> PROBLEM REQUIREMENTS
Copy out every line of the records below without changing anything.

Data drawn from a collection
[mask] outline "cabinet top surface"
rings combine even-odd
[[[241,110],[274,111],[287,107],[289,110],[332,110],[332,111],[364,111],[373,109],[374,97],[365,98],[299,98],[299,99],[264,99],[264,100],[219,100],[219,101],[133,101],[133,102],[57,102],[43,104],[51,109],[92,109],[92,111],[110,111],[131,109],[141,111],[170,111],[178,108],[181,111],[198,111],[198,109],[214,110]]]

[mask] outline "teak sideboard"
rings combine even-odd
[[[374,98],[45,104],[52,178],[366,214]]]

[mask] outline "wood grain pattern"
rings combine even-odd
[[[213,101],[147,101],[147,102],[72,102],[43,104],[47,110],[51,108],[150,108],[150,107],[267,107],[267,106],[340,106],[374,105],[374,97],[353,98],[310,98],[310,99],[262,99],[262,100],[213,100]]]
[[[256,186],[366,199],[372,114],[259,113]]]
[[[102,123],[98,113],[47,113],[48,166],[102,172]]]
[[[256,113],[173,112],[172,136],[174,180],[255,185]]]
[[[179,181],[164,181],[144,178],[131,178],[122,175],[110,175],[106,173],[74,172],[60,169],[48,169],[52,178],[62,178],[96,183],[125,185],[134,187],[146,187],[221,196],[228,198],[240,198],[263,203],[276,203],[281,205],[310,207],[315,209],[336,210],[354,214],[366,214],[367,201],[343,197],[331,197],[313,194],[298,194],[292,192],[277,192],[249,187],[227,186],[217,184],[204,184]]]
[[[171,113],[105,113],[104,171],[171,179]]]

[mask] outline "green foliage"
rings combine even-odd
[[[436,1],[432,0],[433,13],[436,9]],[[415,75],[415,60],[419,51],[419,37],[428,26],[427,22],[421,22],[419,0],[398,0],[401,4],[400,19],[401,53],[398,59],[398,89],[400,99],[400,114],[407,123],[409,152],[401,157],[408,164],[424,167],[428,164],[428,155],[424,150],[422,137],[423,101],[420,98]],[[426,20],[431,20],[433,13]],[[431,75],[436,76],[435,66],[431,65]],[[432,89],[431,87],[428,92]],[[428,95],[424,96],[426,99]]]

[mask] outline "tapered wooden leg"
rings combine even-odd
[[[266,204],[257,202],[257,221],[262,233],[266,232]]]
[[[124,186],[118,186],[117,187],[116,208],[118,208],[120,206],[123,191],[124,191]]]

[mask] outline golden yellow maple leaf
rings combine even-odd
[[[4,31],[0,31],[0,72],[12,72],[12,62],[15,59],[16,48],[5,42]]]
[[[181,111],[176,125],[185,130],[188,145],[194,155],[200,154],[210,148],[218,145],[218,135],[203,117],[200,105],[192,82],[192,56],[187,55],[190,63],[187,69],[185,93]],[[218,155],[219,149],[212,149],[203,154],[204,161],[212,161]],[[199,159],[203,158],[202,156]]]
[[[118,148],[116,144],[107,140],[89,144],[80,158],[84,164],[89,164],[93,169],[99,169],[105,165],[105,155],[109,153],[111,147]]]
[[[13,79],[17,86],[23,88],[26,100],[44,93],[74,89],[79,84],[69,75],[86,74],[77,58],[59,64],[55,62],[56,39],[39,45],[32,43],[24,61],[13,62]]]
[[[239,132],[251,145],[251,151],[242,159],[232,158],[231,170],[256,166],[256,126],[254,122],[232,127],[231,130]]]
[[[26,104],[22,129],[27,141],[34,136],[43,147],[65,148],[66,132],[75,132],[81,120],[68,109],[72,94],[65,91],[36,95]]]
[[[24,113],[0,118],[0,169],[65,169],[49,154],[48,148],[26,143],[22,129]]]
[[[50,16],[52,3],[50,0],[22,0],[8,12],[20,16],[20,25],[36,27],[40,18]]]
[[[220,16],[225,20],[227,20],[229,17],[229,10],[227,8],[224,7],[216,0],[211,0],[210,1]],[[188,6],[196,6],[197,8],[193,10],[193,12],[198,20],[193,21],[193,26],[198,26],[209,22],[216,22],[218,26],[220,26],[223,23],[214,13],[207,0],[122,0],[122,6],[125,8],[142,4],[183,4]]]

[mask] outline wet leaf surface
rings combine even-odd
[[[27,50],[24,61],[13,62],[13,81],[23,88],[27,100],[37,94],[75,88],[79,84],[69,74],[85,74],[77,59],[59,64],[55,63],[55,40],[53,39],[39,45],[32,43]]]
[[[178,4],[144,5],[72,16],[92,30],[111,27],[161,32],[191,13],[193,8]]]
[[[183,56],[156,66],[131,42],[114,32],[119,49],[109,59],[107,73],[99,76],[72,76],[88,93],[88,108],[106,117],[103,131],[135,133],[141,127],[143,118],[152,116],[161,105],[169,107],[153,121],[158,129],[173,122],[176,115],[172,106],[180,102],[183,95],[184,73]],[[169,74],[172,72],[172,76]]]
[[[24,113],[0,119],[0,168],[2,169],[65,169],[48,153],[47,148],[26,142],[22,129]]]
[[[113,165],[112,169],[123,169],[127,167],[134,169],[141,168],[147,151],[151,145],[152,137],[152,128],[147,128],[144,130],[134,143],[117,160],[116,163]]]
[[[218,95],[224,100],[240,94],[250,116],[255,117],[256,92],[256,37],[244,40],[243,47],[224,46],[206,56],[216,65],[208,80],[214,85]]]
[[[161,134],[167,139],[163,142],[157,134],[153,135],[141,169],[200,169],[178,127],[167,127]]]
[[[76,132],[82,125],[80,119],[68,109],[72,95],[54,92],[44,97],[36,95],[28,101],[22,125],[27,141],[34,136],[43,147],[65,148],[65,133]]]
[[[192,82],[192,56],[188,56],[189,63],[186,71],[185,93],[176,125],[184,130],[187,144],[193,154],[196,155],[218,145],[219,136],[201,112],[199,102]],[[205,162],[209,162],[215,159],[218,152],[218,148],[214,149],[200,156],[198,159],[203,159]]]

> COMPLETED EXERCISE
[mask] outline "cabinet top surface"
rings combine even-odd
[[[241,110],[274,111],[287,107],[289,110],[332,110],[332,111],[364,111],[373,109],[374,97],[365,98],[299,98],[299,99],[264,99],[264,100],[219,100],[219,101],[133,101],[133,102],[57,102],[43,104],[51,109],[92,109],[92,111],[110,111],[131,109],[141,111],[170,111],[178,108],[181,111],[198,111],[198,109],[214,110]]]

[mask] outline "teak sideboard"
rings combine even-odd
[[[374,98],[45,104],[52,178],[366,214]]]

[mask] outline "wood grain pattern"
rings combine even-odd
[[[213,101],[147,101],[147,102],[72,102],[43,104],[47,110],[51,108],[150,108],[150,107],[267,107],[267,106],[340,106],[374,105],[374,97],[353,98],[310,98],[310,99],[262,99],[262,100],[213,100]]]
[[[256,186],[366,199],[372,114],[259,113]]]
[[[102,123],[98,113],[47,113],[48,166],[102,172]]]
[[[256,113],[173,112],[172,136],[174,180],[255,185]]]
[[[179,181],[164,181],[144,178],[131,178],[122,175],[110,175],[106,173],[74,172],[60,169],[48,169],[52,178],[62,178],[96,183],[125,185],[134,187],[146,187],[221,196],[228,198],[240,198],[263,203],[276,203],[281,205],[310,207],[315,209],[336,210],[354,214],[366,214],[367,201],[343,197],[331,197],[313,194],[298,194],[292,192],[277,192],[249,187],[227,186],[217,184],[204,184]]]
[[[171,113],[105,113],[104,171],[171,179]]]

[mask] outline "green foliage"
rings combine even-odd
[[[436,1],[432,0],[433,13],[436,9]],[[415,75],[415,60],[419,51],[419,37],[428,26],[427,22],[421,22],[419,0],[398,0],[401,4],[400,19],[401,53],[398,59],[398,89],[400,99],[400,114],[407,123],[409,152],[401,157],[408,164],[424,167],[428,164],[428,155],[424,150],[422,137],[423,101],[420,98]],[[426,20],[431,20],[433,13]],[[431,75],[436,76],[435,66],[431,65]],[[432,89],[431,87],[428,92]],[[428,95],[424,96],[426,99]]]

[mask] outline "tapered wooden leg"
rings combine even-odd
[[[266,204],[257,202],[257,221],[262,233],[266,232]]]
[[[124,186],[118,186],[117,187],[116,208],[118,208],[120,206],[123,191],[124,191]]]

[mask] outline golden yellow maple leaf
rings combine even-odd
[[[4,31],[0,31],[0,72],[12,72],[12,62],[15,59],[16,48],[5,42]]]
[[[181,111],[176,125],[185,130],[188,145],[194,155],[200,154],[210,148],[218,145],[218,135],[203,117],[200,105],[192,82],[192,56],[187,55],[190,63],[187,69],[185,93]],[[218,155],[219,149],[212,149],[203,154],[204,161],[212,161]],[[199,159],[203,158],[202,156]]]
[[[118,148],[116,144],[107,140],[89,144],[80,158],[84,164],[89,164],[93,169],[99,169],[105,165],[105,155],[109,153],[111,147]]]
[[[13,79],[17,86],[23,88],[26,100],[44,93],[74,89],[79,84],[69,75],[86,74],[77,58],[59,64],[55,62],[56,39],[39,45],[32,43],[24,61],[13,62]]]
[[[239,132],[251,145],[251,151],[242,159],[232,158],[231,170],[256,166],[256,126],[254,122],[232,127],[231,130]]]
[[[26,104],[22,129],[27,141],[34,136],[43,147],[65,148],[66,132],[75,132],[81,120],[68,109],[72,94],[65,91],[36,95]]]
[[[24,113],[0,118],[0,169],[65,169],[49,154],[48,148],[26,143],[22,129]]]
[[[50,16],[52,3],[50,0],[22,0],[8,12],[20,16],[20,25],[36,27],[40,18]]]
[[[220,16],[225,20],[227,20],[229,17],[229,10],[227,8],[224,7],[216,0],[211,0],[210,1]],[[188,6],[196,6],[197,8],[193,10],[193,12],[198,20],[193,21],[193,26],[198,26],[209,22],[216,22],[218,26],[220,26],[223,23],[214,13],[207,0],[122,0],[122,6],[125,8],[142,4],[183,4]]]

[mask] outline wet leaf surface
rings combine even-odd
[[[27,50],[24,61],[13,62],[13,81],[23,88],[27,100],[37,94],[75,88],[79,84],[69,74],[85,74],[77,59],[59,64],[55,63],[55,40],[53,39],[39,45],[32,43]]]
[[[178,4],[144,5],[72,16],[92,30],[111,27],[161,32],[191,13],[193,8]]]
[[[183,56],[156,66],[131,42],[114,32],[119,49],[109,59],[107,73],[99,76],[72,76],[88,93],[88,108],[106,117],[103,131],[135,133],[141,127],[143,118],[152,116],[161,105],[169,107],[153,121],[158,129],[173,122],[176,115],[172,106],[180,102],[183,95],[184,73]],[[169,74],[172,72],[172,76]]]
[[[24,113],[0,119],[0,168],[2,169],[65,169],[48,153],[47,148],[26,142],[22,129]]]
[[[113,165],[112,169],[123,169],[127,167],[134,169],[141,168],[147,151],[151,145],[152,137],[152,128],[147,128],[144,130],[134,143],[117,160],[116,163]]]
[[[218,95],[224,100],[240,94],[250,116],[255,117],[256,92],[256,37],[244,40],[243,47],[224,46],[206,56],[216,65],[208,80],[214,85]]]
[[[161,134],[167,139],[163,142],[157,134],[153,135],[141,169],[200,169],[178,127],[167,127]]]
[[[76,132],[82,125],[80,119],[68,109],[72,95],[54,92],[44,97],[36,95],[28,101],[22,125],[27,141],[34,136],[43,147],[65,148],[65,133]]]
[[[192,82],[192,56],[188,56],[189,63],[186,71],[185,93],[176,125],[184,130],[187,144],[193,154],[196,155],[218,145],[219,136],[201,112],[199,102]],[[205,162],[209,162],[215,159],[218,152],[218,148],[214,149],[200,156],[198,159],[203,159]]]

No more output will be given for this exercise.